### GOAL OF THE EXERCISE
Rename "Query" to "Label" everywhere in the items below and reproduce them with no other changes.
══ RECORDS SHOWN
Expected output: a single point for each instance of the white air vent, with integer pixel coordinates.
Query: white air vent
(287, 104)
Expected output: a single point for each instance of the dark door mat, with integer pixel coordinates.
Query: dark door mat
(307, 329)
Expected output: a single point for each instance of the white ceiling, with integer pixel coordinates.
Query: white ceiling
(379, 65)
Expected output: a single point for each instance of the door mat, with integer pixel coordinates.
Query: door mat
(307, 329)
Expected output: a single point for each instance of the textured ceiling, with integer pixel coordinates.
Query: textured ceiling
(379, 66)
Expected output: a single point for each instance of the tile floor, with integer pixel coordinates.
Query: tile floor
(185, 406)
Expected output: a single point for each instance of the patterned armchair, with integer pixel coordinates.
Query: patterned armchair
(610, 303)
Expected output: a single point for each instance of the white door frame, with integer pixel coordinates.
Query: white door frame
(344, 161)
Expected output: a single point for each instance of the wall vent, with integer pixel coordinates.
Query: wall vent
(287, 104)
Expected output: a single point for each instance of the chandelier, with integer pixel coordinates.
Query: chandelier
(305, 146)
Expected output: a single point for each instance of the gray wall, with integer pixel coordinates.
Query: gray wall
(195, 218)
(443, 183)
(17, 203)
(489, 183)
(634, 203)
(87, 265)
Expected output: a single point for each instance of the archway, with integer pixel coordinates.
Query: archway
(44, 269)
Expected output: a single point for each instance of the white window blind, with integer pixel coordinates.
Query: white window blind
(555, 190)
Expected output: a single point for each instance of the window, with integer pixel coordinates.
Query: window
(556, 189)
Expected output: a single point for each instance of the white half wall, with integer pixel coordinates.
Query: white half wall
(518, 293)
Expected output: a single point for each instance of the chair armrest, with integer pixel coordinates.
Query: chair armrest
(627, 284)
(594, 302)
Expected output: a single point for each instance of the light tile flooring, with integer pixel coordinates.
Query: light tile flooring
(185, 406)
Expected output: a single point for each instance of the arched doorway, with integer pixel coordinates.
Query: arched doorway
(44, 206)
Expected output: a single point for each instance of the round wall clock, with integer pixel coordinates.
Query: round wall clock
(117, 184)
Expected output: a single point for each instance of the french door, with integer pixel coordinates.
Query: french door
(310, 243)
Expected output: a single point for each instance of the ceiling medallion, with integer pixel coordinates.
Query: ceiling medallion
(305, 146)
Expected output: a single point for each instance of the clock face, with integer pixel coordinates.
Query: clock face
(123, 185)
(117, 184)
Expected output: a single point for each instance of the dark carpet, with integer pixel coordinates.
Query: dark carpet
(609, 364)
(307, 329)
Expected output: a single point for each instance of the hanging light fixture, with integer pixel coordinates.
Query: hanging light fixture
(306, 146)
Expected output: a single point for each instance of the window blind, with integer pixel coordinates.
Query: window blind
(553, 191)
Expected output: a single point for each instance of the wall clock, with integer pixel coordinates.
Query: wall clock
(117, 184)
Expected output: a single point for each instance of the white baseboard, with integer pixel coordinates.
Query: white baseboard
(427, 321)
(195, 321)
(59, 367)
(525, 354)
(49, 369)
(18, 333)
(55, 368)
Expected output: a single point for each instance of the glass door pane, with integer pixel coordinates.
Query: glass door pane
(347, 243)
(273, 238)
════
### FINAL ANSWER
Expected output: a single point for each instance of the white air vent, with integer pixel coordinates.
Label: white air vent
(287, 104)
Expected output: a single point for each instance of the dark door mat, with integer pixel coordinates.
Label: dark door mat
(307, 329)
Expected output: a single point for each instance of the white ceiling, with integer pixel coordinates.
Label: white ceiling
(379, 65)
Expected output: a single point for each instance of the door mat, with integer pixel coordinates.
Label: door mat
(307, 329)
Expected output: a single point for each instance of the textured ceiling, with integer pixel coordinates.
Label: textured ceiling
(379, 66)
Expected output: a single point for each instance of the tile floor, with integer pixel coordinates.
Label: tile floor
(185, 406)
Expected output: a single point for each instance of the patterned armchair, with integer pixel coordinates.
Label: patterned armchair
(610, 303)
Expected output: a single point for each instance of the white door frame, with integer pixel coordinates.
Label: white door frame
(344, 161)
Expected output: a single point for each instance of the wall vent, with integer pixel coordinates.
Label: wall vent
(287, 104)
Expected output: a single point for each instance of the chandelier, with integer pixel coordinates.
Label: chandelier
(305, 146)
Expected output: a single point for each instance of the gray wall, with integer pixel coordinates.
Label: gray wall
(195, 218)
(443, 183)
(17, 203)
(489, 183)
(634, 203)
(87, 265)
Expected output: a single point for each instance of the archway, with integer pixel coordinates.
Label: archway
(44, 269)
Expected output: a single point for each instance of the white window blind, with integer pixel coordinates.
Label: white window blind
(555, 190)
Expected output: a single point for each instance of the window, with integer pixel coordinates.
Label: window
(556, 189)
Expected output: a single point for each instance of the white half wall, with integer pixel coordinates.
Label: white half wall
(518, 293)
Expected output: a single point for each instance of the chair armrest, with integer pixel coordinates.
Label: chair armrest
(627, 284)
(594, 302)
Expected output: a single point for each instance of the light tile flooring, with integer pixel coordinates.
Label: light tile flooring
(185, 406)
Expected output: a single point for each instance of the arched doorway, with integer pixel coordinates.
Label: arched doorway
(44, 206)
Expected output: a single point for each instance of the round wall clock, with integer pixel coordinates.
Label: round wall clock
(117, 184)
Expected output: a single point for each instance of the french door, with integer pixel coordinates.
Label: french door
(310, 243)
Expected output: a single point for each instance of the ceiling medallion, with integer pixel coordinates.
Label: ceiling medallion
(305, 146)
Expected output: a single point for each instance of the clock face, with integer pixel coordinates.
Label: clock face
(123, 185)
(117, 184)
Expected output: a single point for each instance of the dark carpet, with integer pixel coordinates.
Label: dark carpet
(609, 364)
(307, 329)
Expected output: a single point for each instance of the hanging light fixture, with integer pixel coordinates.
Label: hanging light fixture
(306, 146)
Expected output: a single point for each instance of the window blind, with integer pixel coordinates.
Label: window blind
(553, 191)
Expected output: a single point for each instance of the wall clock, with integer pixel coordinates.
Label: wall clock
(117, 184)
Expected output: a single point for each instance of the white baseboard, with integer pixel coordinates.
Label: white baseboard
(427, 321)
(195, 321)
(59, 367)
(525, 354)
(49, 369)
(18, 333)
(55, 368)
Expected output: a single point for each instance of the glass door pane, with integer pixel coordinates.
Label: glass door pane
(347, 243)
(273, 238)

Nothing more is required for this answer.